**Provided data**
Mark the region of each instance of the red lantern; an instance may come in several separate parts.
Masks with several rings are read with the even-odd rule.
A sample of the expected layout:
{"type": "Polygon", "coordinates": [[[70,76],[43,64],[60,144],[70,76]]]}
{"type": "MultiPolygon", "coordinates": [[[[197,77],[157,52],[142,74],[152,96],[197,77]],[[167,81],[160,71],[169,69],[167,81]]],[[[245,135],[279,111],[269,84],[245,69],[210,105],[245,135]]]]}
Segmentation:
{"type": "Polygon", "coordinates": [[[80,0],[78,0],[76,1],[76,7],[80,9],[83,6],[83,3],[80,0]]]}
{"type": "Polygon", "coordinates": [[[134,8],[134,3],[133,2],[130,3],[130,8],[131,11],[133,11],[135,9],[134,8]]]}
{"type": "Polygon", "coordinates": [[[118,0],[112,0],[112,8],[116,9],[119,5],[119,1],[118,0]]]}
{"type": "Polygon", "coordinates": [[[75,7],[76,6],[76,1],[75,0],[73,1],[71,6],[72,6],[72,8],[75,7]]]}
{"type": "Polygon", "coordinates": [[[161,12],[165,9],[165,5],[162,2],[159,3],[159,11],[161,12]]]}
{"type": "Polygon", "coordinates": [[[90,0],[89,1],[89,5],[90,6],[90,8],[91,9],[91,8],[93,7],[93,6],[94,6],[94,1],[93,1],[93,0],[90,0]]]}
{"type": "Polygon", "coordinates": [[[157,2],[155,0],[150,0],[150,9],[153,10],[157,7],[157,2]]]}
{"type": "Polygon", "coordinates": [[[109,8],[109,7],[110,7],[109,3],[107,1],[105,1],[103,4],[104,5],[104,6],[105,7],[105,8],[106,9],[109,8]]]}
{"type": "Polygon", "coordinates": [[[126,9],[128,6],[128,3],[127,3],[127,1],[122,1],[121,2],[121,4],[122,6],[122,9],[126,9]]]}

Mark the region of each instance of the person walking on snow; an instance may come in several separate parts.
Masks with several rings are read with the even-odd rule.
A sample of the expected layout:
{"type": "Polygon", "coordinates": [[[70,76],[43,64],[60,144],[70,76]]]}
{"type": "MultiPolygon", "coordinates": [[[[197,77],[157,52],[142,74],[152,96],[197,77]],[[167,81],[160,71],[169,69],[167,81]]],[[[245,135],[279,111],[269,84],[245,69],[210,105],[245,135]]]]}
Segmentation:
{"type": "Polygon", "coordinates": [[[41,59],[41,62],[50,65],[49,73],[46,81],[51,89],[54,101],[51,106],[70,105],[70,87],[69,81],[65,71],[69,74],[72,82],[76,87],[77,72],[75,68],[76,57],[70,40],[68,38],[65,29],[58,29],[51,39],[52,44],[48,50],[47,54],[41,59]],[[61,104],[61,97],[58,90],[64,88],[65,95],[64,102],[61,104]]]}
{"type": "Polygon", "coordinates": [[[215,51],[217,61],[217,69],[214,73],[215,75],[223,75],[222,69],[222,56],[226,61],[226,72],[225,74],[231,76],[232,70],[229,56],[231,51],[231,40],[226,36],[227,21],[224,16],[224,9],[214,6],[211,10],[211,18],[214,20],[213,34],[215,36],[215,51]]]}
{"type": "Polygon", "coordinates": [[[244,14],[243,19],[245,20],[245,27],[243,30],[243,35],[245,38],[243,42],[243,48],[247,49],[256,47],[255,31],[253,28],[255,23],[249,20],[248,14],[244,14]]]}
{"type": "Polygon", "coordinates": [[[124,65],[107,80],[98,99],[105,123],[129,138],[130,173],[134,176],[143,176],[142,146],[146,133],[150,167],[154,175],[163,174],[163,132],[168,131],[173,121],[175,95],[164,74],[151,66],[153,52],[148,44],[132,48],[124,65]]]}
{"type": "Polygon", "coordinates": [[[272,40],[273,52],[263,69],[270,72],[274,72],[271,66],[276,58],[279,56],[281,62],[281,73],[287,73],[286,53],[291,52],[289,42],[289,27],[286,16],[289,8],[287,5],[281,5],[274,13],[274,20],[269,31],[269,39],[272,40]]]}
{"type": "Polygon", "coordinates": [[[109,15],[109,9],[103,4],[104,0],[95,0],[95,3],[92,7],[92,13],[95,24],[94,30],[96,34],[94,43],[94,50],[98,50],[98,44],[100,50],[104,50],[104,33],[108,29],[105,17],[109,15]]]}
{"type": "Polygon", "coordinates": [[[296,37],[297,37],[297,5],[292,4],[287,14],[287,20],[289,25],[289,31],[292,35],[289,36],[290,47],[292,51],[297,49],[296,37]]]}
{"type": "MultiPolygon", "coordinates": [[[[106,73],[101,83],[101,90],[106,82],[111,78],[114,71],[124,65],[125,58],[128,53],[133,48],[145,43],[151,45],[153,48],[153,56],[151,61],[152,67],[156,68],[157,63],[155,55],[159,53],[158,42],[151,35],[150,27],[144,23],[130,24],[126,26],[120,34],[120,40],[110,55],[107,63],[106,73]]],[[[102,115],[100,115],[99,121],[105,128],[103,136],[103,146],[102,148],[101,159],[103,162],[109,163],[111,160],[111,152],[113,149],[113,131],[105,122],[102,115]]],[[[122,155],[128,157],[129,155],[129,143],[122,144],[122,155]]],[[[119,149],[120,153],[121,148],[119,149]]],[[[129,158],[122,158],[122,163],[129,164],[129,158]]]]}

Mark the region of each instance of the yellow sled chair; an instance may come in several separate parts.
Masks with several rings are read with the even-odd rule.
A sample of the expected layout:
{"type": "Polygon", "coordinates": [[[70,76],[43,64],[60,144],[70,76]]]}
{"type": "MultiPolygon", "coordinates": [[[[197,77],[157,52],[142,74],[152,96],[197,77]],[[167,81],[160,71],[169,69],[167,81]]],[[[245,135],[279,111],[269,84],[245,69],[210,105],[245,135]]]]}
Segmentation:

**Stated problem**
Copy every row above line for line, keeping each character unchanged.

**Correct response**
Mark the region of each instance of the red lantern; an instance may come in several separate parts.
Masks with several rings are read with the even-odd rule.
A sample of the expected layout:
{"type": "Polygon", "coordinates": [[[70,76],[43,64],[60,144],[70,76]]]}
{"type": "MultiPolygon", "coordinates": [[[[197,77],[157,52],[142,74],[152,96],[197,77]],[[167,81],[160,71],[169,69],[167,81]]],[[[245,135],[279,111],[269,84],[245,69],[210,105],[245,135]]]]}
Segmentation:
{"type": "Polygon", "coordinates": [[[80,0],[78,0],[76,1],[76,7],[80,9],[83,6],[83,3],[80,0]]]}
{"type": "Polygon", "coordinates": [[[134,8],[134,3],[133,2],[130,3],[130,8],[131,11],[133,11],[135,9],[134,8]]]}
{"type": "Polygon", "coordinates": [[[118,0],[112,0],[112,8],[116,9],[119,5],[119,1],[118,0]]]}
{"type": "Polygon", "coordinates": [[[75,7],[76,6],[76,1],[75,0],[73,1],[71,6],[72,6],[72,8],[75,7]]]}
{"type": "Polygon", "coordinates": [[[161,12],[165,9],[165,5],[162,2],[159,3],[159,11],[161,12]]]}
{"type": "Polygon", "coordinates": [[[90,0],[89,1],[89,5],[90,6],[90,8],[91,9],[91,8],[93,7],[93,6],[94,6],[94,1],[93,1],[93,0],[90,0]]]}
{"type": "Polygon", "coordinates": [[[157,2],[155,0],[150,0],[150,9],[153,10],[157,7],[157,2]]]}
{"type": "Polygon", "coordinates": [[[109,8],[109,7],[110,7],[109,3],[107,1],[105,1],[103,4],[104,5],[104,6],[105,7],[105,8],[106,9],[109,8]]]}
{"type": "Polygon", "coordinates": [[[126,9],[128,6],[128,3],[127,3],[127,1],[122,1],[121,2],[121,4],[122,6],[122,9],[126,9]]]}

Mark the region of each instance of the person walking on snow; an instance may come in several separate parts.
Masks with several rings are read with the even-odd rule.
A sample of the expected layout:
{"type": "Polygon", "coordinates": [[[70,76],[43,64],[60,144],[70,76]]]}
{"type": "MultiPolygon", "coordinates": [[[[197,77],[157,52],[142,74],[152,96],[197,77]],[[167,81],[160,71],[169,69],[167,81]]],[[[245,135],[279,111],[269,84],[245,69],[210,105],[245,135]]]]}
Segmentation:
{"type": "Polygon", "coordinates": [[[41,59],[41,62],[50,65],[49,73],[46,81],[51,89],[54,101],[51,106],[70,105],[70,87],[69,81],[65,71],[69,74],[72,82],[76,87],[77,72],[75,68],[76,57],[70,40],[68,38],[65,29],[58,29],[51,39],[52,44],[48,50],[47,54],[41,59]],[[61,104],[61,97],[58,90],[64,88],[65,95],[64,102],[61,104]]]}
{"type": "Polygon", "coordinates": [[[215,51],[217,61],[217,69],[214,73],[215,75],[223,75],[222,69],[222,56],[226,61],[226,72],[225,74],[231,76],[232,70],[229,56],[231,51],[231,40],[226,36],[227,21],[224,16],[224,9],[214,6],[211,10],[211,18],[214,20],[213,34],[215,36],[215,51]]]}
{"type": "Polygon", "coordinates": [[[244,14],[243,19],[245,20],[245,27],[243,30],[243,35],[245,38],[243,42],[243,48],[247,49],[256,47],[255,31],[253,28],[255,23],[249,20],[248,14],[244,14]]]}
{"type": "Polygon", "coordinates": [[[124,65],[107,80],[98,99],[105,123],[129,138],[130,173],[134,176],[143,176],[142,146],[146,133],[150,167],[154,175],[163,174],[163,132],[168,131],[173,121],[175,95],[164,74],[151,66],[153,52],[148,44],[132,48],[124,65]]]}
{"type": "Polygon", "coordinates": [[[272,40],[273,52],[263,69],[270,72],[274,72],[271,66],[276,58],[279,56],[281,62],[281,73],[287,73],[286,53],[291,52],[289,42],[289,27],[286,16],[289,8],[287,5],[281,5],[274,13],[274,20],[269,31],[269,39],[272,40]]]}
{"type": "Polygon", "coordinates": [[[109,15],[109,9],[103,4],[104,0],[95,0],[95,3],[92,7],[92,13],[95,24],[94,30],[96,34],[94,43],[94,50],[98,50],[98,44],[100,50],[104,50],[104,33],[108,29],[105,17],[109,15]]]}
{"type": "Polygon", "coordinates": [[[296,37],[297,37],[297,5],[292,4],[287,14],[287,20],[289,25],[289,31],[292,35],[289,36],[290,47],[292,51],[297,49],[296,37]]]}
{"type": "MultiPolygon", "coordinates": [[[[106,73],[101,83],[101,90],[106,82],[111,78],[114,71],[124,65],[125,58],[128,53],[133,48],[145,43],[151,45],[153,48],[153,56],[151,61],[152,67],[156,68],[157,63],[155,55],[159,53],[158,42],[151,35],[150,27],[144,23],[130,24],[126,26],[120,34],[120,40],[110,55],[107,63],[106,73]]],[[[102,115],[100,115],[99,121],[105,128],[103,136],[103,146],[102,148],[101,159],[103,162],[109,163],[111,160],[111,152],[113,149],[113,131],[105,122],[102,115]]],[[[122,155],[128,157],[129,155],[129,143],[122,144],[122,155]]],[[[119,149],[120,153],[121,148],[119,149]]],[[[129,158],[122,158],[122,163],[129,164],[129,158]]]]}

Mark the region of each instance of the yellow sled chair; an instance may come in several separate parts.
Masks with several rings are read with the even-odd rule.
A sample of the expected layout:
{"type": "Polygon", "coordinates": [[[70,76],[43,64],[60,144],[70,76]]]}
{"type": "MultiPolygon", "coordinates": [[[[197,77],[157,52],[142,74],[152,96],[197,77]],[[167,81],[160,71],[169,69],[167,81]]],[[[245,135],[279,111],[269,84],[245,69],[210,105],[245,135]]]]}
Segmentation:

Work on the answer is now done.